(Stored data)
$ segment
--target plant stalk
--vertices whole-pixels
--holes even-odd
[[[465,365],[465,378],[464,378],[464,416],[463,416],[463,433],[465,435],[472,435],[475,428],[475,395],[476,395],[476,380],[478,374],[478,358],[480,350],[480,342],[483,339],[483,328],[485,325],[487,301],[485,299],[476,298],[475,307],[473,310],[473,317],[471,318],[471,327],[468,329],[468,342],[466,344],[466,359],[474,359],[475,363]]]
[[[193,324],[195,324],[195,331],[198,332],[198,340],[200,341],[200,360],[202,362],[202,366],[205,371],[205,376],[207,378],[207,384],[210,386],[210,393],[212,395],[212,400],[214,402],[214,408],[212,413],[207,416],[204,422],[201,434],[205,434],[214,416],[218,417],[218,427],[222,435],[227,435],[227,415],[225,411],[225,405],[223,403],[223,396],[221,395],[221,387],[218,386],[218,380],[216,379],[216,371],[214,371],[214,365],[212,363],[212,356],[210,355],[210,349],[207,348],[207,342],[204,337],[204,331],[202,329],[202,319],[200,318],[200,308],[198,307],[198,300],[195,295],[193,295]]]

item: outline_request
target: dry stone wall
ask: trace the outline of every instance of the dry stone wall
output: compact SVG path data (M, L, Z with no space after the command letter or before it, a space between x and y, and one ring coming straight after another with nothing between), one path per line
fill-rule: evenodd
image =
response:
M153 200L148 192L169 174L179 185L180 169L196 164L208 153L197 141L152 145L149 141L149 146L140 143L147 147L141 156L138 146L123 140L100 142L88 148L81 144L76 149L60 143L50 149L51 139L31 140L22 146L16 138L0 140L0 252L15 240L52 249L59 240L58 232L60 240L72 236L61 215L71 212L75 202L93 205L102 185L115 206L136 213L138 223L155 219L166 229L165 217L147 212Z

Problem requirements: Every entry above needs to be quoted exactly.

Response to the exercise:
$ segment
--target plant stalk
--vertices whole-pixels
--holes even-odd
[[[465,365],[465,378],[464,378],[464,416],[463,416],[463,433],[465,435],[472,435],[475,428],[475,395],[476,395],[476,380],[478,374],[478,358],[480,350],[480,342],[483,339],[483,328],[485,325],[487,301],[485,299],[476,298],[475,307],[473,310],[473,317],[471,318],[471,327],[468,329],[468,342],[466,344],[466,359],[474,359],[475,363]]]
[[[193,324],[195,324],[195,331],[198,332],[198,340],[200,341],[200,360],[202,362],[202,366],[205,371],[205,376],[207,378],[207,384],[210,386],[210,393],[212,395],[212,400],[214,402],[214,408],[212,413],[207,416],[204,422],[201,434],[205,434],[214,416],[218,417],[218,427],[222,435],[227,435],[227,415],[225,411],[225,405],[223,403],[223,396],[221,395],[221,387],[218,386],[218,380],[216,379],[216,371],[214,371],[214,365],[212,363],[212,356],[210,355],[210,349],[207,348],[207,342],[204,337],[204,331],[202,329],[202,319],[200,318],[200,308],[198,307],[198,300],[195,295],[193,295]]]

item: outline_request
target: dry stone wall
ask: trace the outline of every instance of the dry stone wall
output: compact SVG path data (M, L, Z with no space after the command letter or before it, a space between x and y, and one ring coming straight after another with nothing between), one path per line
fill-rule: evenodd
image =
response:
M153 200L148 192L169 174L179 185L180 169L196 164L208 153L197 141L152 145L149 141L149 146L140 143L147 147L141 156L138 146L123 140L100 142L88 148L81 144L76 149L60 143L50 149L51 139L31 140L22 146L16 138L0 140L0 252L15 240L52 249L59 240L58 232L60 240L72 236L61 215L71 212L75 202L93 205L102 185L115 206L136 213L138 223L155 219L166 229L165 217L147 212Z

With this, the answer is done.